EXTRACT PROVIDED:
Is an 8 Weight Fly Rod Always the Best Choice?
Updated: May 2, 2020
Should I get an 8 weight fly rod? Is an 8 weight fly rod right for my needs?
In fly fishing, 5 weight and 8 weight rods are the two most commonly-recommended rod sizes: the 5 for lighter freshwater, the 8 for heavy freshwater and a lot of saltwater fishing. If you can only have a single fly rod to cover the heavier end of things, the 8 is often a good pick. I've always owned a handful of heavier rods, yet I have largely ignored 8 weights in my 20+ years of fly fishing. That might seem a little weird despite that sizes' popularity, but read on to hear me out...
First, what can an 8 weight fly rod be used for?
If you happen to also be a conventional bass angler like myself, the 8 weight is like the equivalent of a medium-heavy casting rod—it might not be the very best for everything, but its power and capability gives it a lot of versatility to be at least pretty good for many situations. These rods can handle all kinds of lines, wind, and flies ranging up to larger patterns like bass bugs and saltwater streamers. The amount of power in an 8 weight also means it can take on some bigger, stronger species, yet more average-sized specimens remain enjoyable because it's not too much rod.
Target species for an 8 weight includes juvenile tarpon, bass, stripers, bonefish, smaller salmon, big trout, steelhead, carp, redfish, and snook...in addition to many others.
Gee, the 8 weight sounds pretty good, huh? It is, but here's my thinking as to why I've mostly preferred owning a 7 and 9 weight instead...
7 weights are simply a little more fun to cast and fight fish with. You might not think just going down one line weight makes a sizable difference, but I sure notice it in terms of weight and feel. I've always enjoyed fishing light tackle and tend to gravitate to a lower line weight if I can comfortably get away with it. This is a special line weight to me and a good quality 7 weight rod is a blast to use!
A 7 weight comes close to the capability of an 8 weight, but with the added bonus of being able to make slightly softer presentations and protect lighter tippets even better. This can be a really big deal at times, such as when sight-fishing in shallow water under calmer conditions when you need every advantage possible.
The 9 weight can really come in handy when it's windy and is a favorite windy day rod of many flats anglers. When I'm saltwater or bass fishing and the wind is strong enough to make me shy away from the 7, I want a rod that can really cut through it and get the job done with authority. For me, that's a 9. Although I prefer tackle that's on the lighter side for most species, when it's windy out I care more about simply presenting the fly comfortably and efficiently. Typically, fish are less spooky when the wind has the water ruffled up anyway, so in that regard a heavier line weight isn't such a big deal.

EXTRACTED ENTRIES:
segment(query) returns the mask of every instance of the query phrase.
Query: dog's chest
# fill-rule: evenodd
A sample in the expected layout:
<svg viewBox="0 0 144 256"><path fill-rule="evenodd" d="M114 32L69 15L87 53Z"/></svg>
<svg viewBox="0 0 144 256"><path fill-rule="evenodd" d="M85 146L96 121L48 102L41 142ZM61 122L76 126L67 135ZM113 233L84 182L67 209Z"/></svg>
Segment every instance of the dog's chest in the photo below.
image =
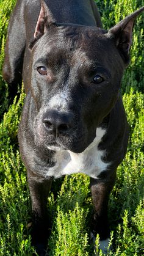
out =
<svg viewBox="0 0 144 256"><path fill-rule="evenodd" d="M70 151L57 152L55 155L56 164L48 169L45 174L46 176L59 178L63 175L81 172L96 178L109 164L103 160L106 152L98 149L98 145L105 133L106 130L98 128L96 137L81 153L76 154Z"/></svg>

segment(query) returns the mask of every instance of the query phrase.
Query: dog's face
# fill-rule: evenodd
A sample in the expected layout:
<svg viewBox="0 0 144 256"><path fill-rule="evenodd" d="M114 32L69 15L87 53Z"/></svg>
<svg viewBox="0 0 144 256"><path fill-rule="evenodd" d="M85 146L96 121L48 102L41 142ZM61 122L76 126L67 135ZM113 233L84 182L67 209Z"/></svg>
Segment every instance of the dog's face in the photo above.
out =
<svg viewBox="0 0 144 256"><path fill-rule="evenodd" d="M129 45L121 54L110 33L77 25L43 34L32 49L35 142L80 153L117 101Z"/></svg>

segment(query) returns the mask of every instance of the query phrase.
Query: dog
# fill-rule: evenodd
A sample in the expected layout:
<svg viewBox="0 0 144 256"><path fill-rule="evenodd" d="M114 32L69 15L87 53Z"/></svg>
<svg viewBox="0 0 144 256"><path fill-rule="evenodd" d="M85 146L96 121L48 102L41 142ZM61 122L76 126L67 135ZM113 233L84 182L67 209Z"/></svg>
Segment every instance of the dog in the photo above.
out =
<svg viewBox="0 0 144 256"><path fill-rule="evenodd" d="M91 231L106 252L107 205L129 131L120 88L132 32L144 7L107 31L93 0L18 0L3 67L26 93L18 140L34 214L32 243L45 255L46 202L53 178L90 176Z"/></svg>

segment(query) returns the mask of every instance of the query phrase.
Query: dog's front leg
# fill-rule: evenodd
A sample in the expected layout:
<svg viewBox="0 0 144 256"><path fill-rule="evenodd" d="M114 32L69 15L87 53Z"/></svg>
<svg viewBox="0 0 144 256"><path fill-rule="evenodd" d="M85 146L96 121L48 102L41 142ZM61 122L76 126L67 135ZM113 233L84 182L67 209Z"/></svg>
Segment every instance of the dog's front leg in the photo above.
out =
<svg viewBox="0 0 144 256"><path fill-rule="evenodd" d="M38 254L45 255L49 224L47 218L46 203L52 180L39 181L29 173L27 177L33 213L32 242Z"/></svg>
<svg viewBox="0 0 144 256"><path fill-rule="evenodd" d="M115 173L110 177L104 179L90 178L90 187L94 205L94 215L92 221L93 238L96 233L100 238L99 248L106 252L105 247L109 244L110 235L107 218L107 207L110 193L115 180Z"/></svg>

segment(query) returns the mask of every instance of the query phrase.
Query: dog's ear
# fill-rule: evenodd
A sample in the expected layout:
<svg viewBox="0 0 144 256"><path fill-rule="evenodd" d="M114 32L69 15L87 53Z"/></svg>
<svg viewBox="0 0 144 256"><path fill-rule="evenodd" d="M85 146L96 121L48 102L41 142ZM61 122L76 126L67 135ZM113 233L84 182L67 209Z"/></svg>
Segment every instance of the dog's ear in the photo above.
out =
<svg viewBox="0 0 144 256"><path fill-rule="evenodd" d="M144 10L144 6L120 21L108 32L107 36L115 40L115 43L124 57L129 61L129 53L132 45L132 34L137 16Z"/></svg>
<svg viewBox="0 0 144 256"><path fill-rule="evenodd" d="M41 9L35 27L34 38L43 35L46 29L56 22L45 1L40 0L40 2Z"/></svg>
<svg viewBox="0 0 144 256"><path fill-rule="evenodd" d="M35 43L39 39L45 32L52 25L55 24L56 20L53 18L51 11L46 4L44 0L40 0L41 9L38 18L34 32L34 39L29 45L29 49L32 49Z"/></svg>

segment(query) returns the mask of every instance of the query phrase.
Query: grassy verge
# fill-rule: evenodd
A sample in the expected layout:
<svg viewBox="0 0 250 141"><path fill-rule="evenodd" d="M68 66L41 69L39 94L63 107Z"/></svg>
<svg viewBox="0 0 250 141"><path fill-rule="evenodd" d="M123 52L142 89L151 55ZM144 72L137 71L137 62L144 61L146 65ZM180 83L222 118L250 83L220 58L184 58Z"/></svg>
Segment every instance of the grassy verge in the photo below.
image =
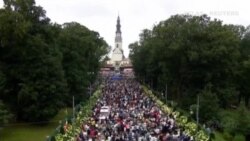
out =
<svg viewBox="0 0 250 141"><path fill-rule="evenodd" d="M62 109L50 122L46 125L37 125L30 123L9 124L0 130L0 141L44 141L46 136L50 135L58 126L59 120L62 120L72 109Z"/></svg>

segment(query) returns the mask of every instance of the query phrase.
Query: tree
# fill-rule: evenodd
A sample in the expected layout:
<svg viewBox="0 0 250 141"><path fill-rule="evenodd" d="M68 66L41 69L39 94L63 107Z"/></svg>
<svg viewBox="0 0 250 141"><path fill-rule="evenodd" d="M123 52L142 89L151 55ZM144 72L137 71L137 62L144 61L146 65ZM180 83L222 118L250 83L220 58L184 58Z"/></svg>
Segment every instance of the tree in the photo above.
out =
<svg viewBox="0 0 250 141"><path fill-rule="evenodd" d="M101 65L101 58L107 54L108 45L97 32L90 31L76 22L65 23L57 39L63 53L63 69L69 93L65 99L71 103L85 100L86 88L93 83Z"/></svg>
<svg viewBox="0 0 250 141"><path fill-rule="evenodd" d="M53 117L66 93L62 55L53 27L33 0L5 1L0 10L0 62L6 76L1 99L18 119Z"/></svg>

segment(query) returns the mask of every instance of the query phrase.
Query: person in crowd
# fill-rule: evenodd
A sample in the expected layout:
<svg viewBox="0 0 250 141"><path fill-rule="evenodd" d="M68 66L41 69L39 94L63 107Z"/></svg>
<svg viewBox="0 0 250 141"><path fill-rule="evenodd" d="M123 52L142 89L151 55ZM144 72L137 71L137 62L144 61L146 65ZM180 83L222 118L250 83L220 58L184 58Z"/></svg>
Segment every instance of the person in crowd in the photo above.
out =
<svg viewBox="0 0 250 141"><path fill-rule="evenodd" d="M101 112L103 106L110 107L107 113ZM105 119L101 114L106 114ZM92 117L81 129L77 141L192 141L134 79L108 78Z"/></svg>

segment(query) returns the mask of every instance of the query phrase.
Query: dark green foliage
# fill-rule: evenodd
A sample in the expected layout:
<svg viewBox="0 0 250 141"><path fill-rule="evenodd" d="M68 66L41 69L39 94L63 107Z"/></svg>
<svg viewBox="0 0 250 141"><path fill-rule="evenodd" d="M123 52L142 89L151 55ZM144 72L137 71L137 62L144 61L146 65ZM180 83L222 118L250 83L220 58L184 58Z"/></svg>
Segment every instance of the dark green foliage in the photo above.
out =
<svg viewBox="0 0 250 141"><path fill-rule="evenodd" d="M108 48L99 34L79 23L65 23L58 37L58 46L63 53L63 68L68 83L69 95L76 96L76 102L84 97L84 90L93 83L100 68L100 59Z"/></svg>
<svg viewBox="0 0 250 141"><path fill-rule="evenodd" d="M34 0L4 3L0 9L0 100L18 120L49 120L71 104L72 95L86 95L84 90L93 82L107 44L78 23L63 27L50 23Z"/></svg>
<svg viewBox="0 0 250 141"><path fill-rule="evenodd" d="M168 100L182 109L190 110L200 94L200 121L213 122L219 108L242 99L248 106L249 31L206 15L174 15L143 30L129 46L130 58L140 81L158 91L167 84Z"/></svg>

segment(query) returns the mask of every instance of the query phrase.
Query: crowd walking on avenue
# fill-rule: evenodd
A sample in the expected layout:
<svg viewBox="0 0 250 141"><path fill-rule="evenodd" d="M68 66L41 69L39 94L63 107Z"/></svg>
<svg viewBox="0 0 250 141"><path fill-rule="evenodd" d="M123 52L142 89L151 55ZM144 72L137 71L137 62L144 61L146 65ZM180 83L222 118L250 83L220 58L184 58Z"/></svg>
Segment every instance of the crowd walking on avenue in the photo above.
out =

DIRECTION 1: In the fly rod article, which two line weights has the author mostly preferred owning instead of an 8 weight?
DIRECTION 2: Carry on the fly rod article, starting right after its last sentence.
The listing is not needed for any of this work.

FINAL ANSWER 1: A 7 weight and a 9 weight.

FINAL ANSWER 2:
An 8 weight is a good "do all" size for heavier freshwater into saltwater, but a 7 weight does a solid job of performing general work within that realm while a 9 weight covers the heavier side of things. If needed, the 9 will handle big baitfish flies, heavy patterns, deep-sinking lines, and bulky poppers even better than an 8 weight will, especially if dealing with wind on top of it all. Despite the power, a 9 still remains a relatively easy rod to cast and fish all day, but it's at about the top of the range as far as heavy freshwater and all-around saltwater rods go. Once you hit 10 weight and higher, you start getting into rods geared more for just targeting truly big fish; musky, adult tarpon, offshore species, and the like.
The extreme popularity of the 8 weight will likely hold steady forever. This is a great rod size for many heavier applications and folks have good reason to love the 8 weight for that reason. However, just because it's viewed as one of the big "standard" rod sizes doesn't mean it is always a necessary or ideal choice for everyone. Maybe a 7 would be better for you....or a 9...or both? Perhaps you might even prefer to really dial things in and get a 7, 8, and 9! A lot of variables such as budget, how and where you fish, along with sheer personal preference come into play when choosing a rod, but I hope I've at least given you some alternative points to consider.
Here's a general idea of some applications for both rod sizes...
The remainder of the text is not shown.